**Exercise instructions:**
Please read the records below and return each line holding the string "patch".

**Provided records:**
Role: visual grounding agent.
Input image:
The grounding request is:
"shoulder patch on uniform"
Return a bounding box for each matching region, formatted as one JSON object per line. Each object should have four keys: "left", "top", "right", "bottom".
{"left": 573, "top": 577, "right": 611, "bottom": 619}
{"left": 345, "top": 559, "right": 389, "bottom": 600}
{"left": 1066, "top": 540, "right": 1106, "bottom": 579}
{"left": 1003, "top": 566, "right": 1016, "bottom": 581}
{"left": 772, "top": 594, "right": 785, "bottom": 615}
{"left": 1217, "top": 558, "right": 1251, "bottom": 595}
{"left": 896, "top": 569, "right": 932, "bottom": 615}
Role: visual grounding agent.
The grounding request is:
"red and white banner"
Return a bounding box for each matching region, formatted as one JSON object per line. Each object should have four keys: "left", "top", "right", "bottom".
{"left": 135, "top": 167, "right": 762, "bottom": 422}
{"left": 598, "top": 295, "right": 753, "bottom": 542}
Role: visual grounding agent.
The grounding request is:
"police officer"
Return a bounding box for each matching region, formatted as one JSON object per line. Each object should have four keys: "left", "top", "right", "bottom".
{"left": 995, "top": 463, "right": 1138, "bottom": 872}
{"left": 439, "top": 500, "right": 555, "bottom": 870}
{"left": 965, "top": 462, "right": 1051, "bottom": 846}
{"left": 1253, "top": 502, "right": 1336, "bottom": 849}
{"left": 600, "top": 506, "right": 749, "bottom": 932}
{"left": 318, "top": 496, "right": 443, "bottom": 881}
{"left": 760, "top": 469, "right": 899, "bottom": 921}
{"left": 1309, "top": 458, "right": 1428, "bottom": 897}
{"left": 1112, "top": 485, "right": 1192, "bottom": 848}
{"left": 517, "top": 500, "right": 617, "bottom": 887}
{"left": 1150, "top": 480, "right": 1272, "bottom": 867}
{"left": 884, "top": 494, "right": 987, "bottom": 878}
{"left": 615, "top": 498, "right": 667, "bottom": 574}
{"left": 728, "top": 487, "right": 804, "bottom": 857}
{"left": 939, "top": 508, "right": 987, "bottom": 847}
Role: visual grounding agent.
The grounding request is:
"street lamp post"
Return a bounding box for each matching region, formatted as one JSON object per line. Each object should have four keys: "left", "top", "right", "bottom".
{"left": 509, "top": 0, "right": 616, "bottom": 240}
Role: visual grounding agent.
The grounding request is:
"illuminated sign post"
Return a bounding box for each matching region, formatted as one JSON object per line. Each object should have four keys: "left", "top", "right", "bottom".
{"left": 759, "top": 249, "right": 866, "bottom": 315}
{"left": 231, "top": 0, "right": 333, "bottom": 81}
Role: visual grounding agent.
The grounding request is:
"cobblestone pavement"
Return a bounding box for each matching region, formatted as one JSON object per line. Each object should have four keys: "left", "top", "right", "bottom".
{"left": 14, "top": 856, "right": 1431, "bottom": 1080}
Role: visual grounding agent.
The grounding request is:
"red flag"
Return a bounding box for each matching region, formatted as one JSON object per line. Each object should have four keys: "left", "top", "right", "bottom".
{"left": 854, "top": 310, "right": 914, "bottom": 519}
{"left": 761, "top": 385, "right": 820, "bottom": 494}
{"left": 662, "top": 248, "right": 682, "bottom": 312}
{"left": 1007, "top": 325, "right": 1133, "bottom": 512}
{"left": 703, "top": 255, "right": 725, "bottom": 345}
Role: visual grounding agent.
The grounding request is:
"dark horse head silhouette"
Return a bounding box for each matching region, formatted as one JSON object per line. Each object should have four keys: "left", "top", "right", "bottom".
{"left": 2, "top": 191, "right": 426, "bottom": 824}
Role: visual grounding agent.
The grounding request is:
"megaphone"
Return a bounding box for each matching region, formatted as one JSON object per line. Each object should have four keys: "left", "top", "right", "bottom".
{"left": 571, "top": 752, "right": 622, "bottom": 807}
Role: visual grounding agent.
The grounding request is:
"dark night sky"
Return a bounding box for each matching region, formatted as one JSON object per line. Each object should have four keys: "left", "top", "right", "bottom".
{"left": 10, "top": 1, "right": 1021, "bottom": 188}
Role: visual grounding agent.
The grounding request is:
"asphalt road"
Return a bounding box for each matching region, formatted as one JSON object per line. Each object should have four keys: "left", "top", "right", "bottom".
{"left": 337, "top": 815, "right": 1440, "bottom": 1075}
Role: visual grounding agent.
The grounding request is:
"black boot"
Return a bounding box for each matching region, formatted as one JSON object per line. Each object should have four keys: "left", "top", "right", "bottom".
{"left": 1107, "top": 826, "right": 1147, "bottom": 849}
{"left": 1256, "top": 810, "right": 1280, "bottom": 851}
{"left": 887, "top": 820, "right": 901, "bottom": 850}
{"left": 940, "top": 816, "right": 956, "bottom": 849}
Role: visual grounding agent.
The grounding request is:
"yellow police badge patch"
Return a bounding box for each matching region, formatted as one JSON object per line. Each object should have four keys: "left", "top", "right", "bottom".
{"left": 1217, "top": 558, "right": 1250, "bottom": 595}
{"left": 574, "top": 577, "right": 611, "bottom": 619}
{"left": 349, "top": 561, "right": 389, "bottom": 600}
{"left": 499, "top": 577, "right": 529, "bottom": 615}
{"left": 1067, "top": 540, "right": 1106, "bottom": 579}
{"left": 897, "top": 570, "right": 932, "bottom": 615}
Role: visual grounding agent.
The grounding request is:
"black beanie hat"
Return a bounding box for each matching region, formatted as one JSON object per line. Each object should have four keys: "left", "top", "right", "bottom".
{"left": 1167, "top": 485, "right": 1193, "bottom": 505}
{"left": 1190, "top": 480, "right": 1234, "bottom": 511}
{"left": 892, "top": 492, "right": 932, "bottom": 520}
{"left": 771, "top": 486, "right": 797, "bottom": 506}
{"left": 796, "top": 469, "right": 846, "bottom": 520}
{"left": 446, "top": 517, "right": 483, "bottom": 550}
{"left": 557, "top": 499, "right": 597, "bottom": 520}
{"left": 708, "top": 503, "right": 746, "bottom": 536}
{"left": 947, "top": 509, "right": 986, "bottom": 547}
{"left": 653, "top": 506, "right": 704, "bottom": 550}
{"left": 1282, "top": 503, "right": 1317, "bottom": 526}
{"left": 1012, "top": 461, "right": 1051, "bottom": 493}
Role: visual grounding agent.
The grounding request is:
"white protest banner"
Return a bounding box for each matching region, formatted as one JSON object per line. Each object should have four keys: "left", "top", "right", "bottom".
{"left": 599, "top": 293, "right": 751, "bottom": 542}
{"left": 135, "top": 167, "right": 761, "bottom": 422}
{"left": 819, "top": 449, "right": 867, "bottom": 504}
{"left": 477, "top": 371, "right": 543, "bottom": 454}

**Task solution:**
"shoulder patch on uniform"
"yellow police badge patch"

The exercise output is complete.